About Alexandra Heep:

Alexandra Heep is a longtime writer, chronic over-thinker, and recovering content mill survivor. Her work has appeared in literary journals, anthologies, and online platforms where words are still respected. She writes children’s books, health reflections, and the occasional blog post laced with humor and hard-won honesty. After years of illness, detours, and navigating the noise of modern wellness, she returned to writing with the firm belief that stories—like people—don’t have to be perfect to matter. She publishes under multiple pen names and drinks more goat milk than you’d expect.

Wednesday, November 5, 2025

National Advent Calendar Day


From Chocolate Doors to Boxes of Calm

When I was a kid growing up in Germany, Advent calendars were serious business. Every December morning meant the suspenseful crackle of cardboard, a tiny door creaking open, and the unmistakable joy of discovering a chocolate shaped like something questionably festive (Is that a reindeer or a blob with antlers? We’ll never know — I always ate the evidence.)

● Job 1: From the blog post, extract the passage starting with "Wednesday, November 5, 2025" and going on through "ate the evidence.)".
● Job 2: Decide whether each statement agrees with the blog post, answering yes or no and quoting the words that settle it: (a) Alexandra Heep publishes under only one pen name. (b) The narrator of the Advent calendar section grew up in Germany. (c) Alexandra Heep writes children's books.

● Information supplied:
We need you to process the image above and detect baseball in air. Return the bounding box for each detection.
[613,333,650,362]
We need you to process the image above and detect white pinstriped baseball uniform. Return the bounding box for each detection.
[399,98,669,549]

● Complete answer 1:
Wednesday, November 5, 2025

National Advent Calendar Day


From Chocolate Doors to Boxes of Calm

When I was a kid growing up in Germany, Advent calendars were serious business. Every December morning meant the suspenseful crackle of cardboard, a tiny door creaking open, and the unmistakable joy of discovering a chocolate shaped like something questionably festive (Is that a reindeer or a blob with antlers? We’ll never know — I always ate the evidence.)

● Complete answer 2:
(a) No: "She publishes under multiple pen names"
(b) Yes: "When I was a kid growing up in Germany"
(c) Yes: "She writes children’s books"